Stored entries:
★ ★ ★ ★ ★
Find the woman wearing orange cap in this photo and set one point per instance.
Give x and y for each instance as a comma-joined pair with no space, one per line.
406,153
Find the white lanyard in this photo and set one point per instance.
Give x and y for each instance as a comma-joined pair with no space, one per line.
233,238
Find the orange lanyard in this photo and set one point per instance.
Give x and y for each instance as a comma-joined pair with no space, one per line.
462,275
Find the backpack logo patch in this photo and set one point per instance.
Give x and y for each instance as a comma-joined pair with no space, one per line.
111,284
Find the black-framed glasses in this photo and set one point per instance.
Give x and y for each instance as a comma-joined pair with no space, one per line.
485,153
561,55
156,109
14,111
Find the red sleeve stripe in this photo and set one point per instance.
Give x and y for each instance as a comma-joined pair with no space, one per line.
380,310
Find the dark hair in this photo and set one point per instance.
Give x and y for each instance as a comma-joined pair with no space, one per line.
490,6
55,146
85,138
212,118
★ ★ ★ ★ ★
▸ **WRITTEN TASK**:
Update every one of the records above by replacing "lanyard" with "neck strap" and leaving everything else unchanged.

▸ **SOLUTION TO THIS TASK**:
Find the woman wearing orange cap in this photo and set one point per instance.
Give x and y for each instance as a comma-joined pair with no space, one per line.
406,153
Find the white neck strap in this photo and set one point per instance.
Give x and y for each instance as a comma-joined pair with no space, one per line.
233,238
Find the orange neck strap in this photo and set one point per instance.
Give x and y for each instance as a comma-joined pair with no space, one per line.
462,275
Find the backpack logo patch in this photo and set one point per instance.
Give x and y for each instance as a comma-joined pair with no space, one per line.
111,284
Find the black-framed glasses in this photo and set one point per instance.
Give x and y for each instance as a comma-joined pair with no space, one per line.
485,153
561,55
156,109
14,111
Find the red sleeve stripe in this photo and set one point per instance.
Give x and y for each instance as a comma-joined pair with no space, one per line.
380,310
Find the dark hair in this photo and set one point per instance.
Give x and y for each instance as a comma-joined pair with no space, one per line.
490,6
55,146
85,138
212,118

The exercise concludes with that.